*** INFORMATION PROVIDED Section Begins ***

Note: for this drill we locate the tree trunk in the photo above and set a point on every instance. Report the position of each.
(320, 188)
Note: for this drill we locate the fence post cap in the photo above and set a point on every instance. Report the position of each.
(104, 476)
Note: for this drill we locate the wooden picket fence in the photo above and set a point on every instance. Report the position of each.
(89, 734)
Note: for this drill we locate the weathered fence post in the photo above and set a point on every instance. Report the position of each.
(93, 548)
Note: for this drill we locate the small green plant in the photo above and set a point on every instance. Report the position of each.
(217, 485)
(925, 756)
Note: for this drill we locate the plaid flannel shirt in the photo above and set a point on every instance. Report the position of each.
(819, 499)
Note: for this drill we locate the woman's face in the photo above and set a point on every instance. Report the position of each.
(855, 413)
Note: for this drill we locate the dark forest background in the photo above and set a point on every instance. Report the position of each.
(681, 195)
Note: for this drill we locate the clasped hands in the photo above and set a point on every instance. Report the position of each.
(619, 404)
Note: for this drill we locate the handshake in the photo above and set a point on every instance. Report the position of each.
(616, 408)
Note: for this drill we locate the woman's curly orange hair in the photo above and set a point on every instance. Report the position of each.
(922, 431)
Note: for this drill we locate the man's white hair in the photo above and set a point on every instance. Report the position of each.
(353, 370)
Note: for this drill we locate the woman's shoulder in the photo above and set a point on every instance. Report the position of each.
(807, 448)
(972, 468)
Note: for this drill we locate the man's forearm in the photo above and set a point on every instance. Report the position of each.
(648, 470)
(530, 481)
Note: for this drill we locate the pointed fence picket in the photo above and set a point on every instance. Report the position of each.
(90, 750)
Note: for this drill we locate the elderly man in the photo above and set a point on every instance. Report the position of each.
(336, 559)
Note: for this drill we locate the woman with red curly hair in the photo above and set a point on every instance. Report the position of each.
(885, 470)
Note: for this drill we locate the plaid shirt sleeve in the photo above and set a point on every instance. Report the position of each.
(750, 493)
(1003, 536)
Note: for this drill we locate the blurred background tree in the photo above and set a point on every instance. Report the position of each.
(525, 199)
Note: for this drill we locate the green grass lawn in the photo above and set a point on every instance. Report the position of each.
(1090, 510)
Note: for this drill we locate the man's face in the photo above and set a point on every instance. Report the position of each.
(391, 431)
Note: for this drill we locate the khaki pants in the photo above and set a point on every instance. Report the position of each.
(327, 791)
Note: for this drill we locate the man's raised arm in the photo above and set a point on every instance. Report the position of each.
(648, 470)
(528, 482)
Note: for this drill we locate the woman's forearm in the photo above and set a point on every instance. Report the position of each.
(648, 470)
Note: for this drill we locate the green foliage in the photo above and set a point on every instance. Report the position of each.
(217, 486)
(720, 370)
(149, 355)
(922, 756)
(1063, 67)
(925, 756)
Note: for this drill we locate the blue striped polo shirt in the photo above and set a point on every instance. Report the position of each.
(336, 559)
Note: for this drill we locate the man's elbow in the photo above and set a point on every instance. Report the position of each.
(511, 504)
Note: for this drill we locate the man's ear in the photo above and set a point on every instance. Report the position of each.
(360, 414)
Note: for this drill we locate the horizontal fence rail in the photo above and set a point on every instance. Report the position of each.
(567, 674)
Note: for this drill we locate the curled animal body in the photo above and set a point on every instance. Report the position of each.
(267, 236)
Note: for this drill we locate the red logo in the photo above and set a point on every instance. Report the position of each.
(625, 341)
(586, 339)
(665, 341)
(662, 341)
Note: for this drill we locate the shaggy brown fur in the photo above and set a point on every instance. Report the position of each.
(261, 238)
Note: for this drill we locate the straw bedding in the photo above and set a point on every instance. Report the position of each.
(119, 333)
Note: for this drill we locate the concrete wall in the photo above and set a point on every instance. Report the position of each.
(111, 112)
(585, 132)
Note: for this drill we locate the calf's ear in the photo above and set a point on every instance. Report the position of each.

*** INFORMATION PROVIDED Section Ends ***

— TASK PROMPT —
Would you reproduce, word for word, the lines from the one holding "Note: for this drill we locate the shaggy" through the final line of the entries, both included?

— OUTPUT OF THE EXERCISE —
Note: for this drill we locate the shaggy brown fur in the photo above and set a point on every instance. Report the position of each.
(261, 238)
Note: for this drill we locate the straw bedding in the photo above and set a point on every instance. Report the position of each.
(119, 333)
Note: for this drill we locate the concrete wall in the photo above and set a point on every instance. Report the position of each.
(111, 112)
(585, 132)
Note: for this drill we locate the calf's ear in the photo above and set a point on every instance. Report the position of each.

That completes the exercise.